Exercise objective
In the data, from the line containing "Query: small window with white trim" through the end, rename "porch" to "veranda" and reproduce those lines with nothing else altered.

Data for processing
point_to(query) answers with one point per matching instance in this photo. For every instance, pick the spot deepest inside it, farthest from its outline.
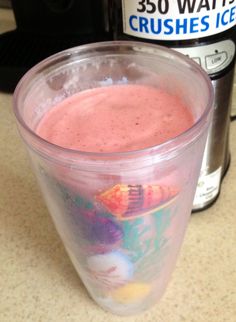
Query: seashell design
(128, 201)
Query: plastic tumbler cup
(121, 216)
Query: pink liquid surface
(115, 119)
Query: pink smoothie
(115, 119)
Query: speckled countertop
(38, 282)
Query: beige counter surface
(38, 282)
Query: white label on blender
(177, 19)
(208, 187)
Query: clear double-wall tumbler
(121, 216)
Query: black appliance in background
(45, 27)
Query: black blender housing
(45, 27)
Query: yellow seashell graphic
(129, 201)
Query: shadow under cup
(121, 216)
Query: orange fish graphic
(128, 201)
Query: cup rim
(164, 51)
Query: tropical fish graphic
(129, 201)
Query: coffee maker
(45, 27)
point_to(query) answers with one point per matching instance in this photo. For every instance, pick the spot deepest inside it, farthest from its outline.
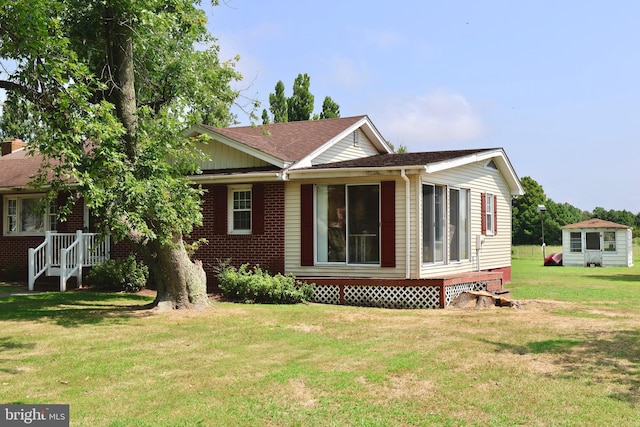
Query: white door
(593, 249)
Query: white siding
(292, 234)
(221, 156)
(346, 150)
(622, 257)
(496, 249)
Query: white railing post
(63, 270)
(48, 250)
(79, 256)
(32, 268)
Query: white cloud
(348, 74)
(434, 118)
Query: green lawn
(569, 356)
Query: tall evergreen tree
(330, 109)
(278, 104)
(300, 104)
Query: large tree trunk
(181, 282)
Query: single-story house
(597, 242)
(327, 201)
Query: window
(609, 241)
(240, 212)
(433, 222)
(348, 224)
(459, 224)
(490, 213)
(575, 241)
(25, 215)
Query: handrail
(38, 260)
(67, 254)
(71, 262)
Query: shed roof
(594, 223)
(17, 168)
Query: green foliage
(65, 70)
(126, 275)
(300, 104)
(330, 109)
(254, 285)
(278, 104)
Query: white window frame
(232, 209)
(49, 217)
(575, 241)
(464, 235)
(609, 244)
(490, 221)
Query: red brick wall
(14, 250)
(266, 249)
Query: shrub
(254, 285)
(126, 275)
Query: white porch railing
(65, 254)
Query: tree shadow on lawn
(618, 277)
(73, 308)
(604, 356)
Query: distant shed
(597, 242)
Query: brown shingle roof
(401, 159)
(290, 141)
(16, 168)
(594, 223)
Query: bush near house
(126, 275)
(254, 285)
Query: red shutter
(495, 214)
(306, 223)
(257, 209)
(388, 224)
(220, 209)
(483, 212)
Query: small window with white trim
(609, 241)
(240, 212)
(489, 213)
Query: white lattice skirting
(414, 297)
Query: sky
(554, 83)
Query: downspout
(407, 185)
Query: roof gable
(594, 223)
(431, 162)
(285, 144)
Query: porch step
(494, 286)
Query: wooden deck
(434, 292)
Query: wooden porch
(403, 293)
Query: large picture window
(26, 215)
(433, 222)
(348, 224)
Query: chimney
(15, 144)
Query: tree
(15, 122)
(278, 105)
(111, 85)
(300, 104)
(330, 109)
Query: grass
(570, 356)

Expected answer
Query: small window with white trim
(609, 241)
(240, 212)
(489, 213)
Query: white lattice skirting
(414, 297)
Query: sky
(554, 83)
Query: downspout
(407, 185)
Query: roof gable
(594, 223)
(431, 162)
(285, 144)
Query: veranda step
(494, 286)
Query: wooden deck
(434, 292)
Query: wooden veranda
(403, 293)
Query: large picture window
(26, 215)
(433, 222)
(348, 224)
Query: chimney
(15, 144)
Query: tree
(15, 122)
(278, 105)
(111, 85)
(300, 104)
(330, 109)
Query: grass
(570, 356)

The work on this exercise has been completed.